++++ Material for this task

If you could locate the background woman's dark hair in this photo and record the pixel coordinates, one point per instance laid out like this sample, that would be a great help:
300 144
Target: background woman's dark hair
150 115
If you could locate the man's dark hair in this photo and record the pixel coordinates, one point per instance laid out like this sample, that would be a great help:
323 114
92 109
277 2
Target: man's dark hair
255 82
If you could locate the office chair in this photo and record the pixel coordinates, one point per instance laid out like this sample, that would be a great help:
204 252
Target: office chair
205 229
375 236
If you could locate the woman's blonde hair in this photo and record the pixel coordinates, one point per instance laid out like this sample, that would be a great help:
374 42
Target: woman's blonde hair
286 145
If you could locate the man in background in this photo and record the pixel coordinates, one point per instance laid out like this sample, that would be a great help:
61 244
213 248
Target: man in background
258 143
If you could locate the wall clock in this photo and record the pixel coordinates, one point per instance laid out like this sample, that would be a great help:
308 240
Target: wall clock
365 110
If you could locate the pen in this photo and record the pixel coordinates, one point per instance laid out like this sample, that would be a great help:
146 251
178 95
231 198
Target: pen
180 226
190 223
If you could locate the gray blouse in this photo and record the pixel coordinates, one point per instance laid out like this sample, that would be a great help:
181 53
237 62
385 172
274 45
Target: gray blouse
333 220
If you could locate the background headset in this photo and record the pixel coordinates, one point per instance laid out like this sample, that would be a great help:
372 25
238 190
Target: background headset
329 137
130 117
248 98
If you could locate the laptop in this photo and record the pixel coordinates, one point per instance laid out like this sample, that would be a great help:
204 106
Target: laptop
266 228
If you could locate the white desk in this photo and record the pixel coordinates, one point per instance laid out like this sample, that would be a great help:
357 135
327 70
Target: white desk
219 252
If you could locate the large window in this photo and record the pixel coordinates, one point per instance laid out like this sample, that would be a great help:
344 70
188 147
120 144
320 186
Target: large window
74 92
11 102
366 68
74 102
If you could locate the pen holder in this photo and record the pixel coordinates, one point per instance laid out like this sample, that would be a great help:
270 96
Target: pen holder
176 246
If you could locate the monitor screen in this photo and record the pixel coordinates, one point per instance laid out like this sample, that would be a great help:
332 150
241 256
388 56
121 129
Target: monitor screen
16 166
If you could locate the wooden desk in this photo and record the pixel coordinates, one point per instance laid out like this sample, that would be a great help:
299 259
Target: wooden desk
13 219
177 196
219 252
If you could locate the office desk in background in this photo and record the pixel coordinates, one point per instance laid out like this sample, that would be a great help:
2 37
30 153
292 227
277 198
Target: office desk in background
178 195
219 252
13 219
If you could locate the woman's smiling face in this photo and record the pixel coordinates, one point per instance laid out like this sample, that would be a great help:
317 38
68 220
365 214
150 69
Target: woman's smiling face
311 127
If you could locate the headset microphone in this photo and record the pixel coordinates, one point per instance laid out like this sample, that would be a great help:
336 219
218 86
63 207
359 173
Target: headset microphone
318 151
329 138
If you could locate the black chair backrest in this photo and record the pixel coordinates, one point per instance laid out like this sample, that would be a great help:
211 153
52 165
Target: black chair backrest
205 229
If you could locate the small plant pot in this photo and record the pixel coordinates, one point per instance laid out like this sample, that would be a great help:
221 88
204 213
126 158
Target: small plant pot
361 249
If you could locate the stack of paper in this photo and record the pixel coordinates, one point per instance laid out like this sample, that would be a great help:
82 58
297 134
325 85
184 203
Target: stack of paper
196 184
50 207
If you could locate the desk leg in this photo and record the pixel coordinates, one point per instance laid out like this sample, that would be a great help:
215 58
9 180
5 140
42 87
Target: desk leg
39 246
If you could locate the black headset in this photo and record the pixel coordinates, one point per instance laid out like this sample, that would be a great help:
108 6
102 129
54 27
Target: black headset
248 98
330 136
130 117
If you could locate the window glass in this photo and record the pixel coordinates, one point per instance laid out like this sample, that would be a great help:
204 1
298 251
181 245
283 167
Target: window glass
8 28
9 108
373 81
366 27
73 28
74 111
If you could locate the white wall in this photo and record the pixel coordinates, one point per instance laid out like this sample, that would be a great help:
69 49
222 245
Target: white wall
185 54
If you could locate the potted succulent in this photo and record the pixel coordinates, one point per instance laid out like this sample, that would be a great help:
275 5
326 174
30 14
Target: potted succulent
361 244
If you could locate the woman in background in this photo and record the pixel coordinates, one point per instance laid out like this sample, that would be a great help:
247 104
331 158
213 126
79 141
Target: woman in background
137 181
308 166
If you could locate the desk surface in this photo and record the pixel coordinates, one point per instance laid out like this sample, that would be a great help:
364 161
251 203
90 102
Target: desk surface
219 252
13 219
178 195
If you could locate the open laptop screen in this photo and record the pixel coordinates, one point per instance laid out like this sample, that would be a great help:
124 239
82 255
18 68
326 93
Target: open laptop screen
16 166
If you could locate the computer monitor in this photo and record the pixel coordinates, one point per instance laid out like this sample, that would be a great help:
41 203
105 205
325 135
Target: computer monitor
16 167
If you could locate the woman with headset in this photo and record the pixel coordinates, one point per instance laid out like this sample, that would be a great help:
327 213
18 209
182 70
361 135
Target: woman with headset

++++++++

• Description of the task: Only the number is wanted. Count the lines above that include the word "with".

• Problem solution: 2